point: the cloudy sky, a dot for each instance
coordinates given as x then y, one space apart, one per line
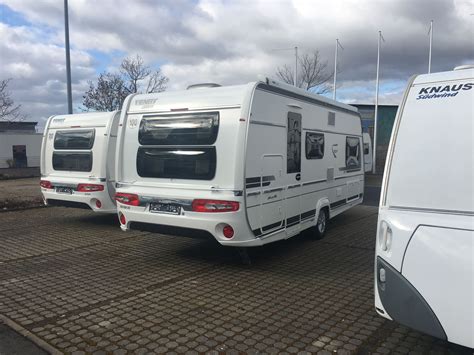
226 41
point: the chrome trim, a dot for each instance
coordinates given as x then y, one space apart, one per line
273 190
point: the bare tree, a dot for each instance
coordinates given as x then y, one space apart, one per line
134 71
8 110
312 74
112 88
107 95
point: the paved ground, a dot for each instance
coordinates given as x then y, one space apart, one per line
77 283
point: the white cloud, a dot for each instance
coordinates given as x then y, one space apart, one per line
231 42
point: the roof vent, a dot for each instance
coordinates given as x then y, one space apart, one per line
461 67
203 85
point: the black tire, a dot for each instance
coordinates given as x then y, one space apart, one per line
321 224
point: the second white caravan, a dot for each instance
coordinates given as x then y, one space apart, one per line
250 164
425 237
78 160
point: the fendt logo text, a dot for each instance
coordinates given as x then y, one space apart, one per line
436 92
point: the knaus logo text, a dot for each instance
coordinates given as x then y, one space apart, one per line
436 92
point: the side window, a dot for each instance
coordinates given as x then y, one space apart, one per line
314 145
366 148
352 152
293 144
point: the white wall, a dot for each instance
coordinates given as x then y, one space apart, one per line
32 141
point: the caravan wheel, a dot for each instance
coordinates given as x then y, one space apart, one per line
321 224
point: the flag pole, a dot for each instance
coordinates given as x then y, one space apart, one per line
68 59
376 103
296 67
431 45
335 71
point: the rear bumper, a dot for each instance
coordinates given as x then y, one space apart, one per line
78 199
211 223
403 303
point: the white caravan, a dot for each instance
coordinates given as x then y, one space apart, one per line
368 154
250 164
77 160
425 236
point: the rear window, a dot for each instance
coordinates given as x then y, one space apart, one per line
72 161
191 129
177 163
83 139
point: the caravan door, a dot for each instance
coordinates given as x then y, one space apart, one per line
271 200
293 172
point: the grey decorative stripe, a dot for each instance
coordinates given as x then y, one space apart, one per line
262 123
432 210
314 182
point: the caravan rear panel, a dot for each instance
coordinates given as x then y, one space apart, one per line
77 161
425 237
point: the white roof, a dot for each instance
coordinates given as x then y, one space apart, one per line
216 97
445 76
87 119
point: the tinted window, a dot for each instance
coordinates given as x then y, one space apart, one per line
314 145
72 161
177 163
366 148
352 152
293 146
192 129
74 139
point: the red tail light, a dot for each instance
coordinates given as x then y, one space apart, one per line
127 199
201 205
228 232
90 187
46 184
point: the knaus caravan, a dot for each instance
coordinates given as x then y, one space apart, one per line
77 160
425 237
249 164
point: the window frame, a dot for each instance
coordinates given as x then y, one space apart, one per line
306 145
62 152
213 162
143 141
91 140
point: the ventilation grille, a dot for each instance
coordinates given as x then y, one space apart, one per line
331 118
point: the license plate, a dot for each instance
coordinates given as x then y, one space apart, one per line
64 190
167 208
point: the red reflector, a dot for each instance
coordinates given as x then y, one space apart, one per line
89 187
228 231
202 205
127 199
46 184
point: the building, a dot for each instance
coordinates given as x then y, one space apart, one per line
386 118
20 145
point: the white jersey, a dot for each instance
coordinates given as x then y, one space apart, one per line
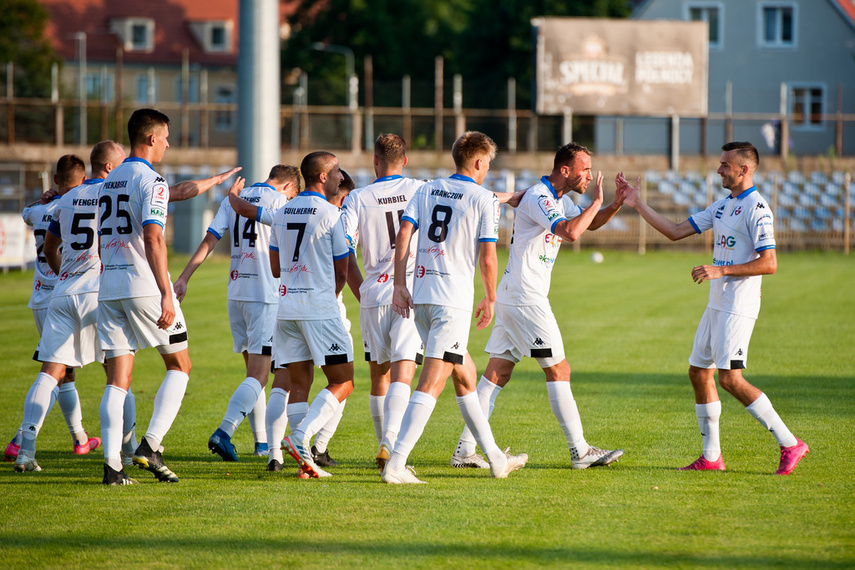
308 234
250 278
372 216
534 246
132 196
453 215
743 227
39 216
75 223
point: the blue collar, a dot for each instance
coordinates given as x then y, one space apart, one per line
548 184
390 177
138 159
462 177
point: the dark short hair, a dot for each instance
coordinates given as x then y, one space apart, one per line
143 122
390 148
470 146
315 164
744 150
567 154
286 173
69 169
101 154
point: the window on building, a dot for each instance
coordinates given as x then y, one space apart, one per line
807 105
193 95
777 24
713 14
224 119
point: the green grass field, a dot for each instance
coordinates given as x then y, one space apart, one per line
628 326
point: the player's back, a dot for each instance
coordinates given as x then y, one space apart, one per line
308 235
133 196
77 226
372 217
250 278
453 216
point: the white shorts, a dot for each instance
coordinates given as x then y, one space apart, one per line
39 315
444 331
526 331
252 325
387 337
324 342
70 334
721 341
127 325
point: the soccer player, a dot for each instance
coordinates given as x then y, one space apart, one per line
138 308
308 250
458 220
525 324
252 299
57 364
392 345
744 251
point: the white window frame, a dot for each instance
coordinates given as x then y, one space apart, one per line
807 126
719 45
762 43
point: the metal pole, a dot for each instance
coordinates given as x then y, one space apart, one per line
259 138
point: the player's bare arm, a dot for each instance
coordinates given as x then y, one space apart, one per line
155 253
766 264
489 269
192 188
402 301
202 252
669 228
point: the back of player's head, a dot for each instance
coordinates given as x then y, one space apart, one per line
104 152
390 149
284 173
471 146
567 154
347 184
746 152
315 164
144 122
70 169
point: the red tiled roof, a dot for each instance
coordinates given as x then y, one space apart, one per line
172 34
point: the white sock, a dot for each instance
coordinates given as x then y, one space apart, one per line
487 394
763 412
296 412
412 426
69 403
112 419
35 409
326 432
167 402
129 422
394 406
708 415
567 413
323 407
256 418
476 421
375 403
277 423
240 404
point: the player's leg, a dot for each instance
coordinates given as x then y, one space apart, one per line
497 374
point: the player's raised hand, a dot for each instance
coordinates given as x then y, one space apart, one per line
484 313
402 301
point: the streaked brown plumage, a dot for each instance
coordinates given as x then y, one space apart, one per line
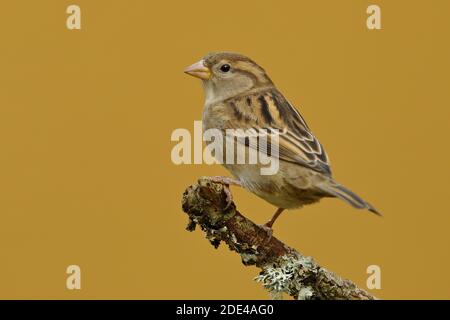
240 95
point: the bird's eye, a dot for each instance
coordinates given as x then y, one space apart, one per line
225 67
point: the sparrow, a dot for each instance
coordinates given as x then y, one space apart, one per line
240 95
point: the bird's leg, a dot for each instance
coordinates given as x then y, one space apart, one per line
227 181
270 223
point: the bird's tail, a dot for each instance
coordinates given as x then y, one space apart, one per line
348 196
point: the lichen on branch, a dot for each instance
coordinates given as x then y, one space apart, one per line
283 269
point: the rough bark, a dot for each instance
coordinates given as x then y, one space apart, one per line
283 269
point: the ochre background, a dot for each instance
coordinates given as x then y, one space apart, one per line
85 124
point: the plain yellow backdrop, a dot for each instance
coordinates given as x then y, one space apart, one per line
86 117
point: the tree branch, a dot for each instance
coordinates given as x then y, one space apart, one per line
283 269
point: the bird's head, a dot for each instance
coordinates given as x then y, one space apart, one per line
226 74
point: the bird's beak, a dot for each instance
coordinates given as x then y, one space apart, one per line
198 70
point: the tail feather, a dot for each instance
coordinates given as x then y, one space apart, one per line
350 197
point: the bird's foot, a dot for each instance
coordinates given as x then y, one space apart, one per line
267 229
227 181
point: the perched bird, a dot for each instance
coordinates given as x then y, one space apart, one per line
240 95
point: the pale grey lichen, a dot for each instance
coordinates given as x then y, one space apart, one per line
290 274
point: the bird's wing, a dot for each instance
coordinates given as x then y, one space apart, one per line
270 110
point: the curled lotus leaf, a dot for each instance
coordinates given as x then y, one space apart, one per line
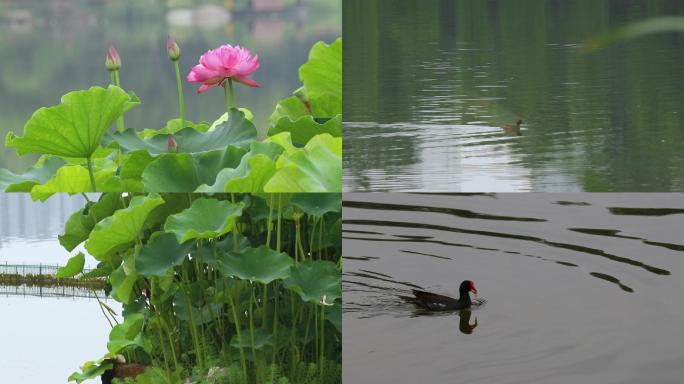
75 127
261 264
205 219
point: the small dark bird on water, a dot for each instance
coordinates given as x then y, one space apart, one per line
435 302
513 129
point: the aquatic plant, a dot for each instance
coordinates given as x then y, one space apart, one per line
230 285
301 153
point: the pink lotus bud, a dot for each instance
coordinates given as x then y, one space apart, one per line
171 144
113 62
172 49
225 62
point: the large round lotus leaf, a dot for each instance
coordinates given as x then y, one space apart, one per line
160 254
40 174
91 370
315 168
322 73
261 264
126 334
306 127
254 171
75 127
74 267
183 172
79 225
314 280
237 131
202 312
118 231
205 219
262 338
318 204
123 280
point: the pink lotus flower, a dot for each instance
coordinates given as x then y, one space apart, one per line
225 62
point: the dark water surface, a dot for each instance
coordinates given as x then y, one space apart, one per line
580 288
428 84
49 48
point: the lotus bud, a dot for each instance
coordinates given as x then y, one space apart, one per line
172 49
303 96
171 144
113 62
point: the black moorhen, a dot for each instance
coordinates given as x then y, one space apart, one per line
435 302
514 129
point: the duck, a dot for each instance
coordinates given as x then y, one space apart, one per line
434 302
513 129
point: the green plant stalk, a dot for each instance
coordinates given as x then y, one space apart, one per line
280 215
322 357
173 350
233 103
235 229
237 331
269 225
181 101
89 162
227 97
117 81
193 329
251 327
275 322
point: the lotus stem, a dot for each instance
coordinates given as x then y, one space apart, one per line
119 122
181 100
91 174
237 331
232 93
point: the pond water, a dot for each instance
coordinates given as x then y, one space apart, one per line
579 288
428 84
46 333
49 48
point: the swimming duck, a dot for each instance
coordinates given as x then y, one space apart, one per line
435 302
513 129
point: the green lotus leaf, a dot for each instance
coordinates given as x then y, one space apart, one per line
254 171
334 315
262 337
160 254
318 204
75 127
261 264
80 223
306 127
315 168
323 106
126 334
40 174
322 73
314 280
123 280
205 219
210 255
74 267
118 231
183 172
237 131
132 168
91 370
202 312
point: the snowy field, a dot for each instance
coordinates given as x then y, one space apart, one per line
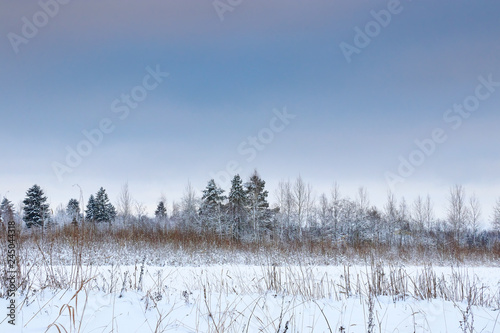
258 298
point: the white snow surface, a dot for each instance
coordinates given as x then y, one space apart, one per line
248 298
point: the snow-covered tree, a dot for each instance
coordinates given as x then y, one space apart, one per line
496 217
73 211
211 212
259 215
90 212
99 209
237 201
36 210
125 204
188 218
161 211
6 210
458 211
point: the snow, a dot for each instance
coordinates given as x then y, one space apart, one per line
247 298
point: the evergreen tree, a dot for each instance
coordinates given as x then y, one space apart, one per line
90 212
36 210
6 210
73 210
237 201
161 211
258 207
211 207
496 217
104 210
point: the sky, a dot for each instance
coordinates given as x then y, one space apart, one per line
390 95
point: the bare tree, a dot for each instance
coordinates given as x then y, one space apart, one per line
302 200
475 216
189 218
418 214
285 203
458 212
125 204
429 213
336 204
496 217
391 214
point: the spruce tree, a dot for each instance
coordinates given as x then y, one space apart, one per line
90 212
73 210
104 211
258 207
211 207
6 210
36 210
161 211
237 201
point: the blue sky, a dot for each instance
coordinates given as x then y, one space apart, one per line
352 120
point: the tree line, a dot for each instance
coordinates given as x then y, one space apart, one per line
244 213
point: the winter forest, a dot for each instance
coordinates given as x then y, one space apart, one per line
249 166
245 213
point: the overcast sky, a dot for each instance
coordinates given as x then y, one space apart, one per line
319 98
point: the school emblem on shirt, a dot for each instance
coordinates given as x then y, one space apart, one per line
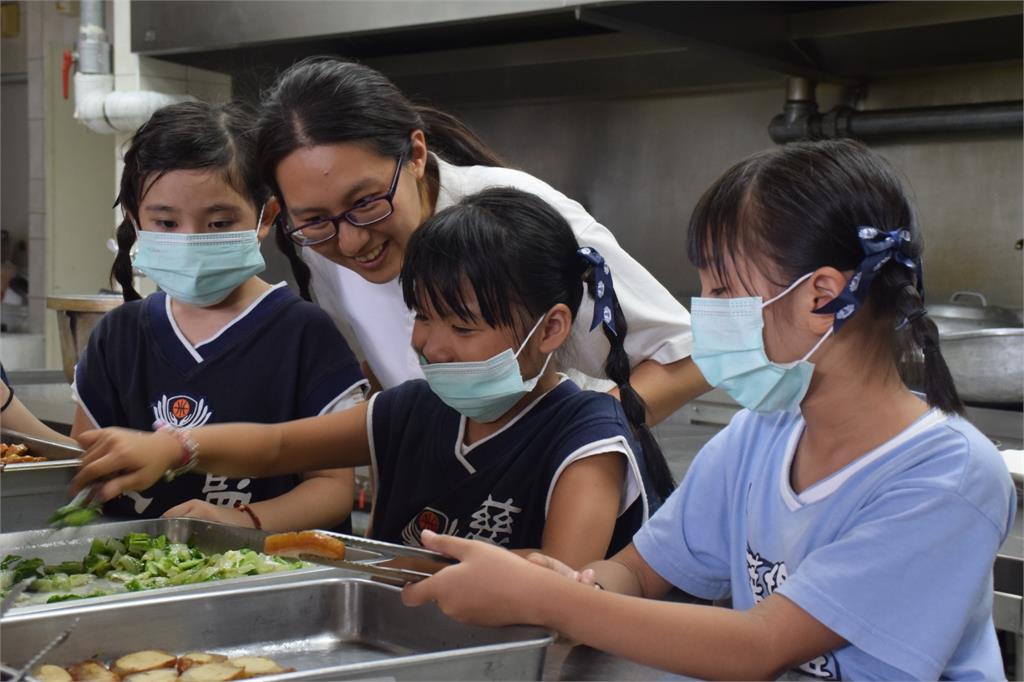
766 577
184 412
428 519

--

▶ Problem details:
Can you rewrite the part of the records that opens with the line containing "point: the school" and closes at the end of the records, putting "crest" in place of "emblem" and keeping everything else the same? Leave the pictures out of your answer.

▶ Response to this exercise:
point: the school crest on shirt, a dot for each instance
coordinates given as x then y, one space apart, one per line
766 577
184 412
428 519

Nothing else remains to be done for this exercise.